**PAGE EXTRACT**
Carrot chutney recipe | easy side dish for idli, dosa rotti, rice …
This chutney is vegan, gluten free and no need to add onion or garlic.
The taste of chutney prepared using the vegetables is so heavenly and healthy. Simple yet finger-licking chutneys can be prepared using any vegetable of your choice like heerekayi, cabbage, greens like dill leaves, etc..
Here’s One more recipe to vegetable chutneys archive – carrot chutney. carrot halwa, carrot holige, carrot pepper rice,and more CARROT RECIPES HERE you should try.
Carrots are very beneficial to health. To name a few –
Benefits of carrot:
Carrot is an amazing root loaded with Vitamin A and beta carotene. The high level of beta-carotene acts as an antioxidant.
It helps slow down the aging of cells.
Chewing on a piece of carrot after each meal helps in maintaining healthy gums and teeth.

Ingredients for carrot chutney:

  • 3 to 4 small carrots OR
  • 1.25 to 1.5 cup cut carrots
  • Little tamarind
  • 3/4 tsp salt or salt to taste
  • little jaggery (optional)
  • coriander leaves
  • water as needed

To fry/roast the carrot:

  • 1 tsp peanut oil or any cooking oil
  • 3 to 4 green chilies
  • 1 tbsp kadlebele / chana dal /bengal gram
  • 1/2 tsp coriander seeds
  • 1/2 tsp jeera / cumin seeds
  • curry leaves
  • 1/4 cup fresh/frozen grated coconut

Seasoning:

  • 1 tsp peanut oil or any cooking oil
  • Pinch of hing
  • ¼ tsp mustard seeds
  • ½ tsp black gram / urad dal
  • Broken red chili pieces

Method:

  1. Wash and soak little tamarind in 1/4 cup water
  2. Heat the oil in a pan on medium low heat,
  3. Add chana dal along with jeera, and cumin seeds, fry it until dal turns golden brown,
  4. Add green chilies, fery for a few seconds , then add carrots, few curry leaves, mix it. add 1/4 tsp salt, mix it, cover it, cook it on low flame for 3 to 5 minutes
  5. Once it is cooked, add coconut, mix it, turn off the heat and let it cool.

**WHAT TO DO**
[a] Can you reproduce the carrot chutney recipe word for word, from "Ingredients for carrot" to "little jaggery (optional)"?
[b] Does the carrot chutney recipe support each statement below? For each, answer yes or no and quote the words that decide it.
(i) The chutney calls for onion and garlic.
(ii) Jaggery is an optional ingredient.
(iii) After the carrots are added, the mixture cooks on low flame for 3 to 5 minutes.
The material after this plays no part in this work.

**DATA PROVIDED**
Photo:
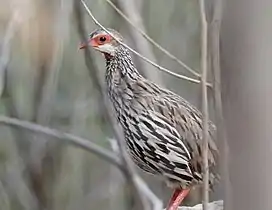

**EXERCISE ANSWERS**
[a]
Ingredients for carrot chutney:

  • 3 to 4 small carrots OR
  • 1.25 to 1.5 cup cut carrots
  • Little tamarind
  • 3/4 tsp salt or salt to taste
  • little jaggery (optional)

[b]
(i) No: "no need to add onion or garlic."
(ii) Yes: "little jaggery (optional)"
(iii) Yes: "cook it on low flame for 3 to 5 minutes"